Mais Hector et Ulysse emploient principalement leurs questions pour corroborer les informations glanées auprès du couple mis en cause et dont les récits suscitent la méfiance :

By reminding ourselves of the physically nonexistent nature of the offstage space, we can perceive the fact that what we hear in the récit is what the character believes, wishes, or fabricates – not what is. […] At times this process advances to the point of undermining all credibility of the character, of isolating him with his private account, his private ‘elsewhere,’ within the public world of the stage.(Lyons, pp. 77-78)

Les deux enquêteurs donnent au récit une allure d’interrogatoire ou de contre-interrogatoire pour minimiser le facteur de subjectivité et recouper les informations fournies par les différents partis impliqués dans l’affaire de rapt. Le récit ne s’attarde plus sur les actions du narrateur lui-même mais sur celles d’une tierce personne : les questions auxquelles Hélène répond portent sur Pâris, et vice versa. Ulysse demande « Où était la reine pendant ces trois jours ? » et se voit peindre par Pâris le très bref tableau d’une Hélène « Sur le pont, étendue. » Lorsqu’il est question de Pâris, le récit/enquête nécessite la prise de parole d’Hélène :

Ulysse:
Et Pâris. Dans la hune ?

○ ○ ○ ○ ○

• [À faire]:
1. D'après le texte proposé, quels sont les deux personnages qui mènent l'enquête ?
2. Quelle question Ulysse pose-t-il au sujet de la reine ?
3. Par quels mots Pâris décrit-il Hélène en réponse ?

• [Enregistrements extraits]:
○ ○ ○ ○ ○

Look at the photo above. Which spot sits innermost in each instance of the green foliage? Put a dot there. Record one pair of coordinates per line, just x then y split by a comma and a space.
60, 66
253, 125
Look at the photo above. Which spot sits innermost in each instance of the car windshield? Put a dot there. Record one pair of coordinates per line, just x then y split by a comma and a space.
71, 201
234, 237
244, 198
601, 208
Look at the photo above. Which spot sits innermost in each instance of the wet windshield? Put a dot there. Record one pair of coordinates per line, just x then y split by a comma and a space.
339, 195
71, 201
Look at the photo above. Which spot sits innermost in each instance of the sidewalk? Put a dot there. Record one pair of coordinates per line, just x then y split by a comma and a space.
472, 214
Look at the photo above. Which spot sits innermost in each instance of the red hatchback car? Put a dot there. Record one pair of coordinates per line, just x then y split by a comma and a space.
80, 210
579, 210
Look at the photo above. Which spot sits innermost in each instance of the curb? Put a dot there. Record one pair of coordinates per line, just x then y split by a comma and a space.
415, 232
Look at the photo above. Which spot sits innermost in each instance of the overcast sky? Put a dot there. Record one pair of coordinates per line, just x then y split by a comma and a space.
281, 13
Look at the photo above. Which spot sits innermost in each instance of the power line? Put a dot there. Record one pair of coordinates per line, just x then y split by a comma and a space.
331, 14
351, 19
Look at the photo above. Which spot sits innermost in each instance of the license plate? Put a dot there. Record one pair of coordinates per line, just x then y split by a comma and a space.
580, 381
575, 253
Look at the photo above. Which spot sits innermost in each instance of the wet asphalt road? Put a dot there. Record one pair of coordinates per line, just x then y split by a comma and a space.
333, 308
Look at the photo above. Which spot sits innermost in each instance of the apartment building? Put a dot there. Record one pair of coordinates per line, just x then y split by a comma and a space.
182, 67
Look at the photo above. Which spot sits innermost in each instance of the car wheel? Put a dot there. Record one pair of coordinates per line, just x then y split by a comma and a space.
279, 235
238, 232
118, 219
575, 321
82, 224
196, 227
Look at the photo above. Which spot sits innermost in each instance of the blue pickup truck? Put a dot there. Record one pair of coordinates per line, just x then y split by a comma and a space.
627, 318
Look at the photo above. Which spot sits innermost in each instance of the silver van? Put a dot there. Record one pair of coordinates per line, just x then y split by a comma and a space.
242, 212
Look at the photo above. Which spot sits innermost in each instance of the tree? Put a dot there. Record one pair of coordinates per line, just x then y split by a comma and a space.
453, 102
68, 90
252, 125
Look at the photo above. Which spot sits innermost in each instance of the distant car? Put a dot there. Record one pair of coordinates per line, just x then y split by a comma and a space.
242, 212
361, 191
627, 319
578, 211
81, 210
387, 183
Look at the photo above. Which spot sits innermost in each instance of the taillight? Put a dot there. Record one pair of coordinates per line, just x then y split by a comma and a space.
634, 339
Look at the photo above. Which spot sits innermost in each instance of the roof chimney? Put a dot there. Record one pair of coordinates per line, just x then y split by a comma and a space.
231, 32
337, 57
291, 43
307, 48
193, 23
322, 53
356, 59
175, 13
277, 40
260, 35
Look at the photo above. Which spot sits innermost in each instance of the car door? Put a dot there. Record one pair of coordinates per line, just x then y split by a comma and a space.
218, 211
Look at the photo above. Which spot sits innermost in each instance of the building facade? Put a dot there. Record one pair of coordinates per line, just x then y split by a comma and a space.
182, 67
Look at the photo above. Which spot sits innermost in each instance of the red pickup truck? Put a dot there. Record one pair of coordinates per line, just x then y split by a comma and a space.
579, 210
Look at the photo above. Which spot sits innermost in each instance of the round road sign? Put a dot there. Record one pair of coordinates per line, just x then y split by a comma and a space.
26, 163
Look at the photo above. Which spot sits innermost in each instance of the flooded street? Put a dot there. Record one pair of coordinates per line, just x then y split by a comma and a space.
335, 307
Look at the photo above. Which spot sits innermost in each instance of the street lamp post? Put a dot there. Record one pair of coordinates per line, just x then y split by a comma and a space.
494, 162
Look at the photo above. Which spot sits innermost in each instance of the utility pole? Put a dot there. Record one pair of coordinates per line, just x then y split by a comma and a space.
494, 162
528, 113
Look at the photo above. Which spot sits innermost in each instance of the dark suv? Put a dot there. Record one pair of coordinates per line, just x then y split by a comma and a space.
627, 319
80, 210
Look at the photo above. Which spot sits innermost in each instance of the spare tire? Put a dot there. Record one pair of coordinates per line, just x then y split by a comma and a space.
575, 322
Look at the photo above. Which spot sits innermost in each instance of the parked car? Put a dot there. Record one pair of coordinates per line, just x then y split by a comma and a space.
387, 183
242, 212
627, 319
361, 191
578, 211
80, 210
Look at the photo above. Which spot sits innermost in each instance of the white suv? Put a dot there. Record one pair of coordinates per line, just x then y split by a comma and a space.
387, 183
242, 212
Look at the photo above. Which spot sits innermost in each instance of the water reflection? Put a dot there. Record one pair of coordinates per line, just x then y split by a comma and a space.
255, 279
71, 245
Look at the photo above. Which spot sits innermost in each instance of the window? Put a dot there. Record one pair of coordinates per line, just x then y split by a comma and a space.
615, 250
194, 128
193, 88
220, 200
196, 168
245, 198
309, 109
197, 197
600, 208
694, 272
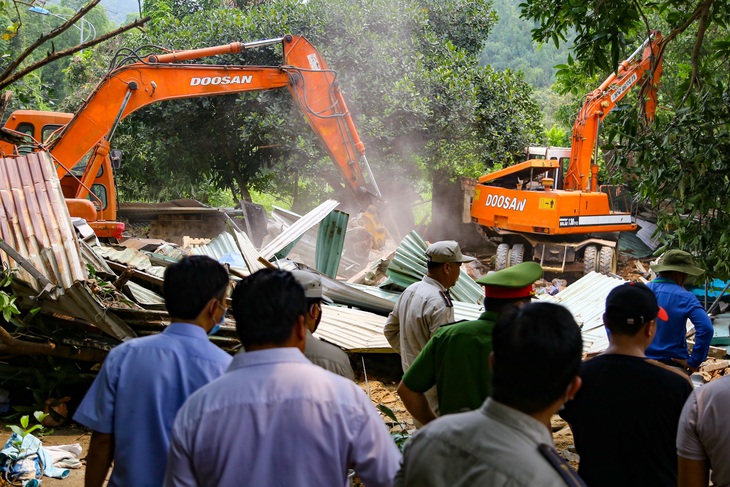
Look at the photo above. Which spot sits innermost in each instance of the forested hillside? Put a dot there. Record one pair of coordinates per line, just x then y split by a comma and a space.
510, 45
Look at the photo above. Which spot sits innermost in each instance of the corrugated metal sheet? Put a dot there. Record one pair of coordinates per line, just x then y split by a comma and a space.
223, 248
586, 300
362, 332
145, 297
462, 311
304, 249
630, 244
34, 221
298, 228
353, 330
132, 258
646, 234
330, 242
409, 265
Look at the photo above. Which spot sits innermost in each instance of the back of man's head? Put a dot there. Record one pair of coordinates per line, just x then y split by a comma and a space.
191, 283
266, 306
629, 307
537, 353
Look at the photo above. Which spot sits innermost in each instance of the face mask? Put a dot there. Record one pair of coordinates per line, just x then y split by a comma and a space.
217, 326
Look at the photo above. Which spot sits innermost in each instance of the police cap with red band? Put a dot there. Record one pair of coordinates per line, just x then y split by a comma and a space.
513, 282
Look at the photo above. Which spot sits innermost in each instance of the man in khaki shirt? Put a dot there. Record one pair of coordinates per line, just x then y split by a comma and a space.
508, 441
425, 305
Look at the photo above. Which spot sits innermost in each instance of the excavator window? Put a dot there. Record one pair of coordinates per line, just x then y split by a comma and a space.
48, 130
26, 128
78, 169
100, 192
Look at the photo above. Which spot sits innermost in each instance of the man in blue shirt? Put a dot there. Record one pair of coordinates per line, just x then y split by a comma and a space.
274, 418
143, 382
670, 343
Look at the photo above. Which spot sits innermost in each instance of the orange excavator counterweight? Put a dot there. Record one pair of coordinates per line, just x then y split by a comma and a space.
174, 75
559, 215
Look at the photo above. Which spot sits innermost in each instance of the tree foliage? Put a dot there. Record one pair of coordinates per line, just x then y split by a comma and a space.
408, 69
37, 47
681, 164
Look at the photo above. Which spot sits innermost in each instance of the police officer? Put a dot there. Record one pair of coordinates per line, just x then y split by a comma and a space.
456, 357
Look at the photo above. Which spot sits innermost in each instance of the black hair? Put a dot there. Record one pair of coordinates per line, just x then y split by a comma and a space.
537, 353
266, 305
500, 305
191, 283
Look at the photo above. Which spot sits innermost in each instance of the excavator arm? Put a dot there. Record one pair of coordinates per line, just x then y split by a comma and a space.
170, 75
583, 170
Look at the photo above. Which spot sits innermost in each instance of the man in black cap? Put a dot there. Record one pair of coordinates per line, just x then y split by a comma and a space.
670, 343
425, 305
624, 418
508, 440
455, 360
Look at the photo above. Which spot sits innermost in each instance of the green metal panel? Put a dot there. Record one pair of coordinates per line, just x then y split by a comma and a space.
285, 251
330, 242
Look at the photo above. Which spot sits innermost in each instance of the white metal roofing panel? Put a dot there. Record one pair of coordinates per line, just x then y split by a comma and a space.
646, 233
586, 300
298, 228
353, 330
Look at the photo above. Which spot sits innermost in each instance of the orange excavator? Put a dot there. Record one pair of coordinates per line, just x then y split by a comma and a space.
81, 148
558, 215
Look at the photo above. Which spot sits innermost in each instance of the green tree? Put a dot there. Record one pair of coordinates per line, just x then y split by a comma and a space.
408, 69
681, 164
36, 47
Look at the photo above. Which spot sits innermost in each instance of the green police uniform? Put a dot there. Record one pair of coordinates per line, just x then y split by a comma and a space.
456, 358
456, 361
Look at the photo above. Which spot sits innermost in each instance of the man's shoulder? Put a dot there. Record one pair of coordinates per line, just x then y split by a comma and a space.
603, 365
674, 374
316, 347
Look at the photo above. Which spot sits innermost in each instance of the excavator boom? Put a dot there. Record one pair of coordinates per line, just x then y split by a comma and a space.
556, 215
162, 77
583, 169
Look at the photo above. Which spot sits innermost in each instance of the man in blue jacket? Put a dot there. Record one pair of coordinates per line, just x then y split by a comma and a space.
670, 343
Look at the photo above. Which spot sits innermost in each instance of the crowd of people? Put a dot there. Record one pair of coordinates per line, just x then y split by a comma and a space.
173, 409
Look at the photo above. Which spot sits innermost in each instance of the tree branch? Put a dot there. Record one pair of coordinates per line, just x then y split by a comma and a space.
13, 346
701, 29
697, 13
7, 79
46, 37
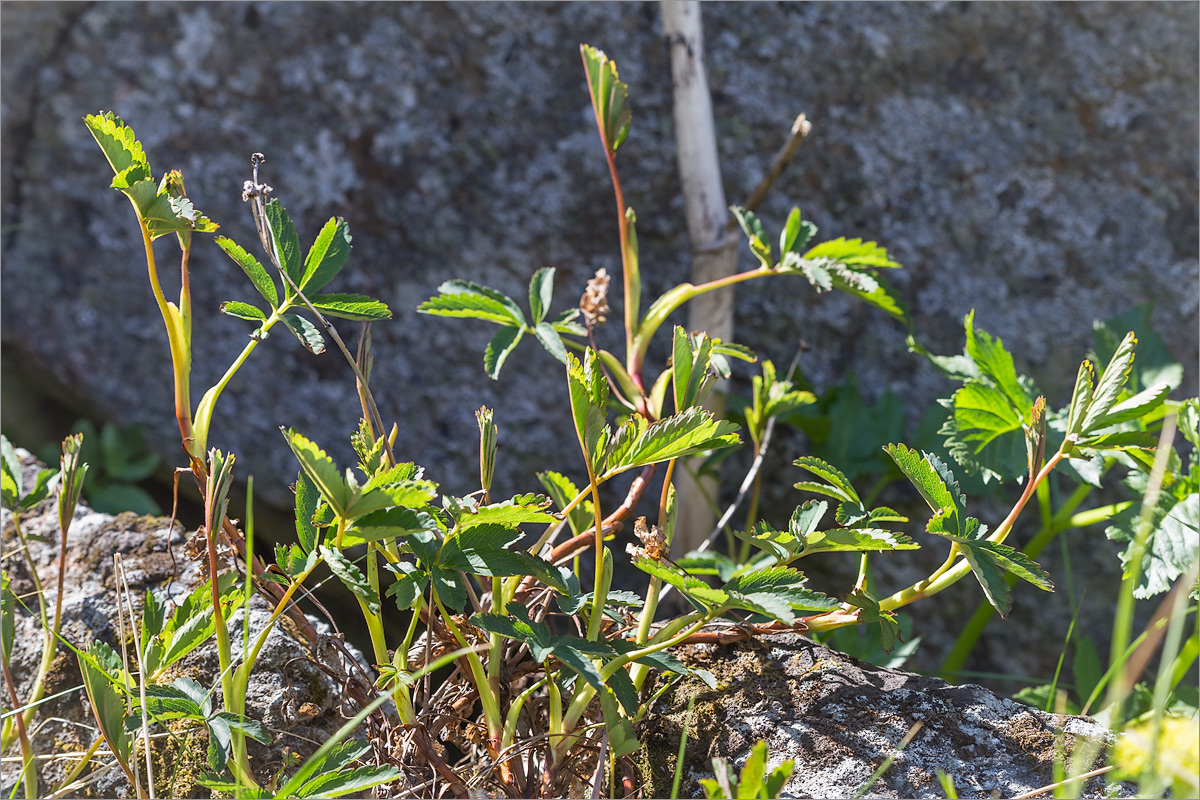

○ ○ ○ ○ ○

• [Résultat obtenu]:
1. Hector et Ulysse.
2. « Où était la reine pendant ces trois jours ? »
3. « Sur le pont, étendue. »